### EXERCISE
Could you render the listing lines between the one holding "# locate moving" and the one holding "(1042, 955)", inclusive, as a Markdown table with a Row column numbering each line and a Text column giving the line, leaving out any blank lines?

### EXERCISE INPUT
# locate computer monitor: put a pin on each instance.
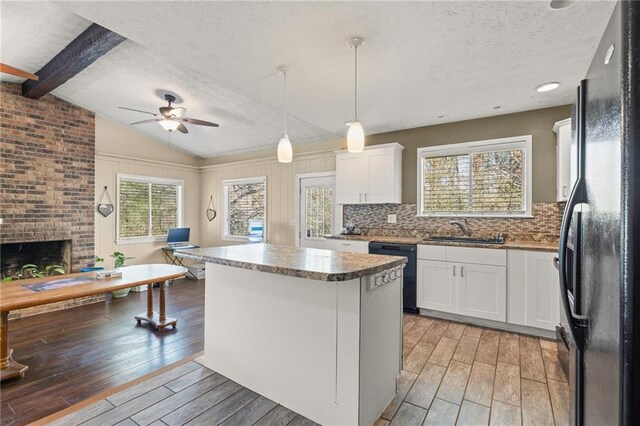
(178, 235)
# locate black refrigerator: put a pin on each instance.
(599, 254)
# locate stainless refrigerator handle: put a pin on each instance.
(577, 323)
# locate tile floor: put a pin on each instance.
(454, 374)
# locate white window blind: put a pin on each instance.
(486, 178)
(244, 200)
(147, 207)
(318, 211)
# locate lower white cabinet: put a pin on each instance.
(482, 291)
(471, 289)
(533, 289)
(437, 287)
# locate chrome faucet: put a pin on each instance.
(463, 226)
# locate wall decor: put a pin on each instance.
(105, 209)
(211, 212)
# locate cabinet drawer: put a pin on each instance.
(432, 253)
(480, 256)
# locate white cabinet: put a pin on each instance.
(437, 287)
(344, 245)
(566, 158)
(465, 281)
(533, 289)
(373, 176)
(482, 291)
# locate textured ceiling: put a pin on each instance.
(422, 60)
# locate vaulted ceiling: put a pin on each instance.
(422, 60)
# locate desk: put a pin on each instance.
(169, 253)
(13, 295)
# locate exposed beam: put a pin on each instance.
(84, 50)
(8, 69)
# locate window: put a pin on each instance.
(244, 200)
(485, 178)
(147, 207)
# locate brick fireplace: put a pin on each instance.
(48, 173)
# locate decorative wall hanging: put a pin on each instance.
(211, 212)
(105, 209)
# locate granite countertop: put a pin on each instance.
(508, 244)
(313, 264)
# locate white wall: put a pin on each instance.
(281, 209)
(122, 150)
(116, 150)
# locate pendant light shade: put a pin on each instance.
(355, 135)
(285, 150)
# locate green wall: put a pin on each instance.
(538, 123)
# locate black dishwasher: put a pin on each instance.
(409, 296)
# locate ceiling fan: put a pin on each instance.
(171, 118)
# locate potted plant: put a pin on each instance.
(118, 262)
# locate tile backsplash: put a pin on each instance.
(372, 220)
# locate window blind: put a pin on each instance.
(243, 201)
(319, 211)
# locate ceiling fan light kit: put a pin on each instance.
(285, 150)
(355, 135)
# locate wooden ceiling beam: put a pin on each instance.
(84, 50)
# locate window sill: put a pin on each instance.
(140, 240)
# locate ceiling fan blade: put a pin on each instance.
(8, 69)
(153, 120)
(137, 110)
(199, 122)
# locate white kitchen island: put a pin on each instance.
(317, 331)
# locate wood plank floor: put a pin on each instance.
(453, 373)
(77, 353)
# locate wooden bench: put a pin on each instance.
(16, 295)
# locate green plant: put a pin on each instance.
(33, 271)
(119, 258)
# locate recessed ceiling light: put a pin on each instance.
(561, 4)
(547, 87)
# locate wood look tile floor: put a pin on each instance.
(453, 373)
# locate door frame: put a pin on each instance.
(298, 185)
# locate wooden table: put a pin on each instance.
(13, 295)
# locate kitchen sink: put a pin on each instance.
(470, 240)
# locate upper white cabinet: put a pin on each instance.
(533, 289)
(565, 159)
(373, 176)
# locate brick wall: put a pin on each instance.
(47, 150)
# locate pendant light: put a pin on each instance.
(355, 135)
(285, 151)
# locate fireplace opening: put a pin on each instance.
(13, 256)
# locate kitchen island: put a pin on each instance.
(317, 331)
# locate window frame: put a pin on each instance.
(489, 145)
(225, 213)
(149, 180)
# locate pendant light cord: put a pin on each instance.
(284, 95)
(355, 77)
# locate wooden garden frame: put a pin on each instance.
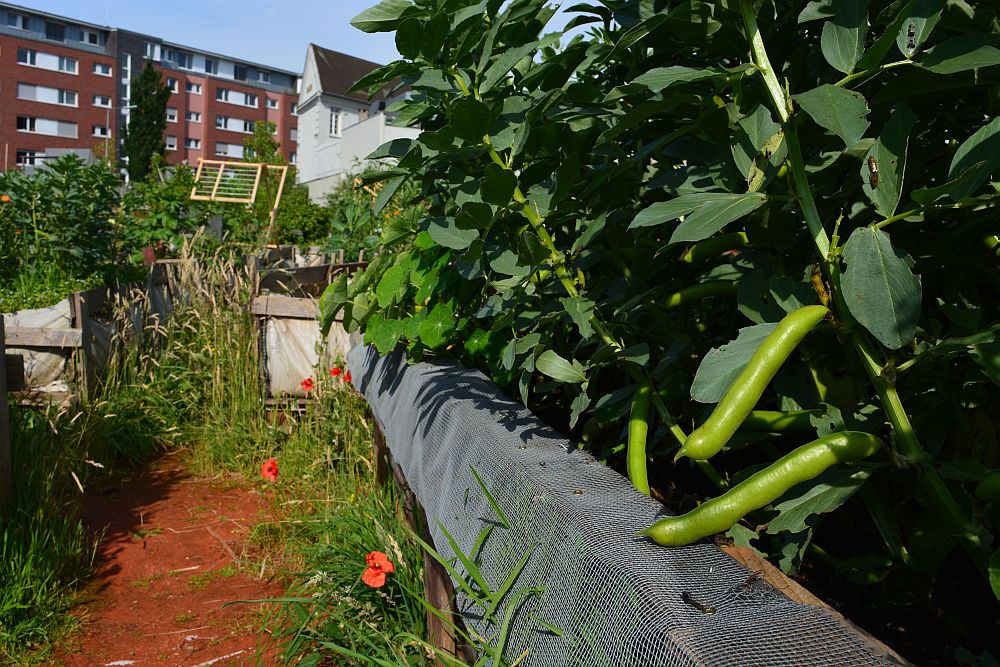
(236, 182)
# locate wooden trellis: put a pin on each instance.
(237, 182)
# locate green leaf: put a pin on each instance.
(385, 335)
(392, 280)
(470, 119)
(437, 328)
(498, 185)
(580, 311)
(889, 155)
(396, 148)
(880, 290)
(982, 148)
(502, 66)
(386, 193)
(918, 26)
(994, 570)
(409, 38)
(383, 17)
(987, 355)
(722, 365)
(445, 233)
(550, 363)
(959, 54)
(818, 496)
(843, 38)
(841, 111)
(661, 78)
(713, 215)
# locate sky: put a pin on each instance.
(268, 32)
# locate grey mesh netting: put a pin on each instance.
(605, 596)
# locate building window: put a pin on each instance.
(55, 31)
(22, 158)
(47, 126)
(46, 95)
(18, 21)
(334, 122)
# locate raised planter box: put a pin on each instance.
(581, 587)
(285, 303)
(63, 349)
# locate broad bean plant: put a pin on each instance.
(742, 246)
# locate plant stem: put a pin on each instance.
(762, 62)
(905, 437)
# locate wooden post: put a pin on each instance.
(439, 592)
(84, 355)
(6, 476)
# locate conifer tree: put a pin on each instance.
(143, 137)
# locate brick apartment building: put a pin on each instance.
(65, 86)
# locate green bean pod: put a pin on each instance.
(762, 488)
(714, 247)
(706, 440)
(779, 422)
(701, 291)
(638, 427)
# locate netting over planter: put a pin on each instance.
(603, 596)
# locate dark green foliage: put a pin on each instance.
(143, 137)
(855, 148)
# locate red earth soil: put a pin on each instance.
(168, 562)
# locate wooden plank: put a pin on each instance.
(6, 470)
(39, 337)
(277, 305)
(14, 365)
(794, 591)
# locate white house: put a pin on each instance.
(338, 129)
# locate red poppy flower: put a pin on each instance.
(379, 565)
(269, 470)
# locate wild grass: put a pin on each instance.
(194, 384)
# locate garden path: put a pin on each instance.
(167, 564)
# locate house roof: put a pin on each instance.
(339, 71)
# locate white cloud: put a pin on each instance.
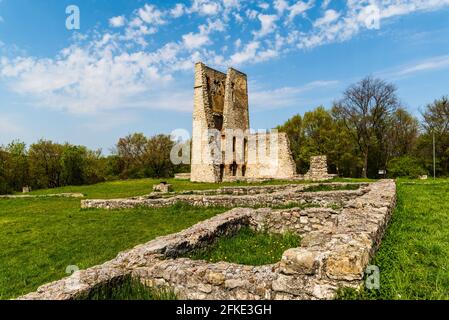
(205, 7)
(268, 24)
(178, 10)
(117, 22)
(325, 4)
(280, 6)
(286, 96)
(151, 15)
(195, 40)
(300, 7)
(248, 53)
(426, 65)
(264, 5)
(125, 68)
(329, 16)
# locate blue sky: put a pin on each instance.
(129, 68)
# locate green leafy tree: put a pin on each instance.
(435, 121)
(365, 109)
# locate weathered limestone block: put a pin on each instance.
(300, 261)
(163, 187)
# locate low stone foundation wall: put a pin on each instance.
(337, 246)
(55, 195)
(265, 196)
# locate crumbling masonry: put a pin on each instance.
(223, 148)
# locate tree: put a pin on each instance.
(403, 134)
(45, 164)
(131, 151)
(157, 157)
(18, 165)
(365, 110)
(436, 121)
(73, 163)
(293, 128)
(5, 160)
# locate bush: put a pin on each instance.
(405, 166)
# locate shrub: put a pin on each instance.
(405, 166)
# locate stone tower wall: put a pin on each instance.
(221, 103)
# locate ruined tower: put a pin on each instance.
(223, 148)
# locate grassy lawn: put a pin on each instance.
(248, 247)
(139, 187)
(414, 255)
(41, 237)
(129, 289)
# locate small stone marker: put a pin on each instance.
(163, 187)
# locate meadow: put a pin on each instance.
(41, 237)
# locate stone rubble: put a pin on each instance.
(336, 248)
(252, 196)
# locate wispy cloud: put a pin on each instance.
(408, 70)
(286, 96)
(116, 68)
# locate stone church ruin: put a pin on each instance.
(223, 146)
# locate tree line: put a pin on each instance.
(46, 164)
(368, 130)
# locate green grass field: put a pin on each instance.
(248, 247)
(41, 237)
(414, 255)
(139, 187)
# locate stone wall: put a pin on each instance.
(222, 143)
(333, 254)
(318, 169)
(279, 195)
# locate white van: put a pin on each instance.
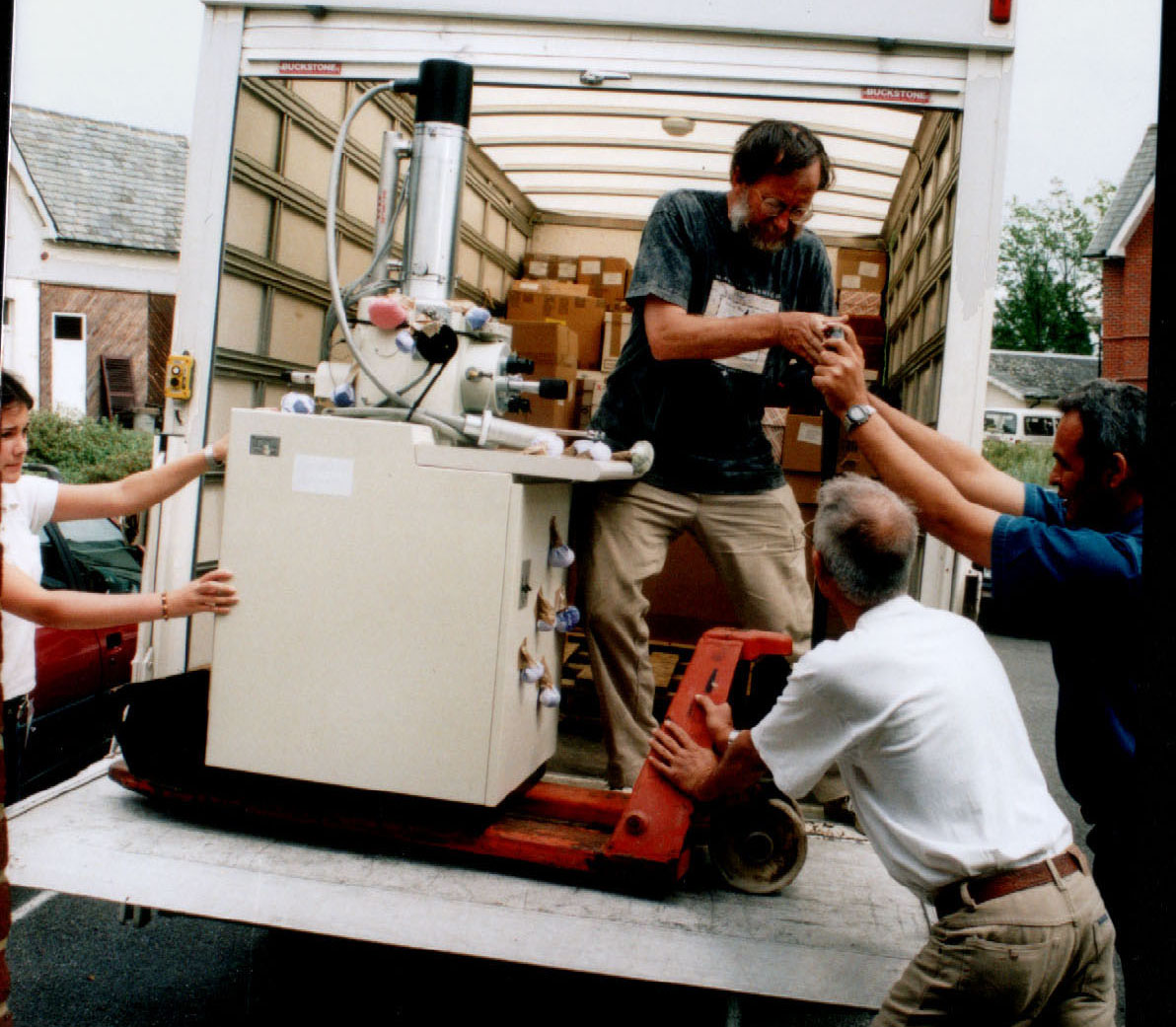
(1021, 425)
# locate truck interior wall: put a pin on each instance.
(274, 289)
(919, 231)
(583, 239)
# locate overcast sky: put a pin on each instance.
(1084, 86)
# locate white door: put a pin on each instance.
(68, 368)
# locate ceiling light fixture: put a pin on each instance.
(678, 126)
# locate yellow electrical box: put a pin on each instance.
(179, 377)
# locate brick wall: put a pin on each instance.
(1127, 310)
(117, 324)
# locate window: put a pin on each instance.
(69, 328)
(999, 421)
(1041, 425)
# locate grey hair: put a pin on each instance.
(865, 536)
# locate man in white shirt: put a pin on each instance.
(919, 713)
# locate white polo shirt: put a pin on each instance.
(28, 508)
(918, 712)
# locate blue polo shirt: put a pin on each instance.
(1083, 591)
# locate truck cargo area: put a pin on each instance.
(840, 933)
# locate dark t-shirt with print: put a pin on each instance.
(703, 416)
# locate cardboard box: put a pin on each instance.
(589, 390)
(861, 269)
(618, 326)
(552, 347)
(858, 301)
(582, 314)
(606, 276)
(546, 342)
(547, 287)
(802, 444)
(537, 264)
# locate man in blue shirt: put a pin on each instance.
(1066, 563)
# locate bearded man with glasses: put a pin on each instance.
(732, 299)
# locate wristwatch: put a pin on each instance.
(857, 415)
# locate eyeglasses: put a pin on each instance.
(773, 208)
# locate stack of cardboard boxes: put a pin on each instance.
(585, 298)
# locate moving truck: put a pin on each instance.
(579, 121)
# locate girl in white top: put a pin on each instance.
(30, 502)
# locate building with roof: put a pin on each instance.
(1021, 379)
(1123, 244)
(91, 258)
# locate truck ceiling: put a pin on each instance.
(596, 117)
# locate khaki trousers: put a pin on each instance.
(755, 543)
(1042, 955)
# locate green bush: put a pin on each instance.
(86, 450)
(1023, 460)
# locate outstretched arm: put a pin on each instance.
(972, 475)
(61, 609)
(674, 334)
(135, 492)
(943, 511)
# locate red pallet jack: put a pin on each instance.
(643, 839)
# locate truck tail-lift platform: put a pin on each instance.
(643, 839)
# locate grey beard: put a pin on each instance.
(739, 215)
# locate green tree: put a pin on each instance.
(1048, 294)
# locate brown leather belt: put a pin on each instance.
(950, 899)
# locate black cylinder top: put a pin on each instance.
(443, 92)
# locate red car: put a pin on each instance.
(79, 673)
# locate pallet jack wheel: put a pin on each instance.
(759, 844)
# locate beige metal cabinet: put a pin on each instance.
(382, 607)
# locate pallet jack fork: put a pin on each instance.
(641, 839)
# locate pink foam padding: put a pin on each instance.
(387, 313)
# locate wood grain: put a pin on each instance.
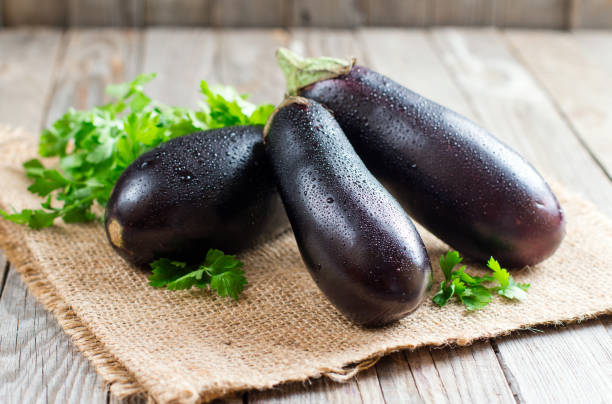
(252, 70)
(420, 69)
(507, 101)
(33, 12)
(177, 12)
(464, 12)
(93, 59)
(549, 14)
(598, 47)
(502, 93)
(325, 13)
(41, 364)
(96, 13)
(188, 54)
(253, 13)
(406, 13)
(581, 89)
(27, 66)
(591, 14)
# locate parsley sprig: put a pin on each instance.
(475, 292)
(222, 273)
(95, 146)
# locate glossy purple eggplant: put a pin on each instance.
(451, 175)
(211, 189)
(358, 244)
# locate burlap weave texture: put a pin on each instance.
(191, 346)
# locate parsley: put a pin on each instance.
(95, 146)
(473, 291)
(220, 272)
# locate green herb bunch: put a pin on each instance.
(95, 146)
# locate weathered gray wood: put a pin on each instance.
(550, 14)
(33, 12)
(251, 66)
(507, 101)
(252, 13)
(123, 13)
(177, 12)
(28, 60)
(570, 365)
(316, 391)
(406, 13)
(38, 362)
(93, 59)
(598, 47)
(591, 14)
(418, 67)
(581, 89)
(188, 54)
(502, 92)
(464, 12)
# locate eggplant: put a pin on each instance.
(358, 244)
(452, 176)
(210, 189)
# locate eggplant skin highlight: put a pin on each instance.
(452, 176)
(358, 244)
(210, 189)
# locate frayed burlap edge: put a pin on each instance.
(123, 385)
(114, 375)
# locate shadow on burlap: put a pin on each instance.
(191, 346)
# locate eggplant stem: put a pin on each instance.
(301, 72)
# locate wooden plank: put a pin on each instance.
(419, 68)
(251, 66)
(325, 13)
(511, 104)
(463, 12)
(315, 391)
(591, 14)
(33, 12)
(598, 47)
(93, 59)
(248, 13)
(96, 13)
(177, 12)
(405, 13)
(190, 55)
(507, 101)
(38, 362)
(551, 14)
(559, 63)
(570, 364)
(26, 69)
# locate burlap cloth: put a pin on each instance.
(192, 346)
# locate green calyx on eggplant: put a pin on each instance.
(358, 244)
(451, 175)
(211, 189)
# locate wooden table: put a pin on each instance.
(547, 94)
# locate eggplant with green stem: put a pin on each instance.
(452, 176)
(358, 244)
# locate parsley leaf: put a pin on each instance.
(95, 146)
(222, 273)
(507, 286)
(471, 290)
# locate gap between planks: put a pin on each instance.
(381, 367)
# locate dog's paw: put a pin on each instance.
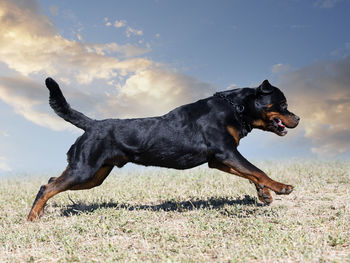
(264, 195)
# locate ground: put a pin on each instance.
(199, 215)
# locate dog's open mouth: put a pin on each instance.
(279, 126)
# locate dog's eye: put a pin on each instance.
(284, 106)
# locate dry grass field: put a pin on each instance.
(200, 215)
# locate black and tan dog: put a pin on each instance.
(207, 131)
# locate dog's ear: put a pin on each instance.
(265, 87)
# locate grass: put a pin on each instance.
(200, 215)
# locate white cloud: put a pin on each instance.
(4, 165)
(119, 24)
(326, 3)
(26, 97)
(155, 92)
(281, 68)
(320, 94)
(31, 46)
(132, 31)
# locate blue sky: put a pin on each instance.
(143, 58)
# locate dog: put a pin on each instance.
(206, 131)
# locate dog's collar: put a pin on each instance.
(239, 109)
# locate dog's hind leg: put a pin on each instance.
(55, 186)
(69, 180)
(96, 180)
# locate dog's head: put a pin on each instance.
(270, 110)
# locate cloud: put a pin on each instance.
(30, 44)
(120, 23)
(132, 31)
(92, 78)
(326, 3)
(154, 92)
(3, 164)
(320, 94)
(26, 97)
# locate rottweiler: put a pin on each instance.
(206, 131)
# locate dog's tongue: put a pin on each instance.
(280, 123)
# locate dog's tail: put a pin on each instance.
(59, 104)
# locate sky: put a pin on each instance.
(126, 59)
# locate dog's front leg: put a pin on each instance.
(233, 162)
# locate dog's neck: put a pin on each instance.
(245, 123)
(246, 126)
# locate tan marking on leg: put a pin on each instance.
(233, 131)
(96, 180)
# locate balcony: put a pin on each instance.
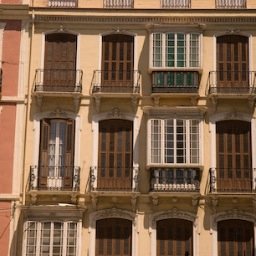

### SOLUTION BELOW
| Row | Text |
|---|---|
| 1 | # locate moving truck: put a pin on each instance. |
| 2 | (579, 121) |
| 3 | # locate girl in white top: put a pin on each instance. |
| 4 | (30, 502) |
| 5 | # locate building with roof: put a pin on each instance. |
| 6 | (1021, 379) |
| 7 | (1123, 244) |
| 8 | (91, 258) |
| 9 | # locate truck ceiling: put a pin on each instance. |
| 10 | (596, 117) |
| 11 | # locate khaki trousers: put a pin on each instance. |
| 12 | (755, 543) |
| 13 | (1042, 955) |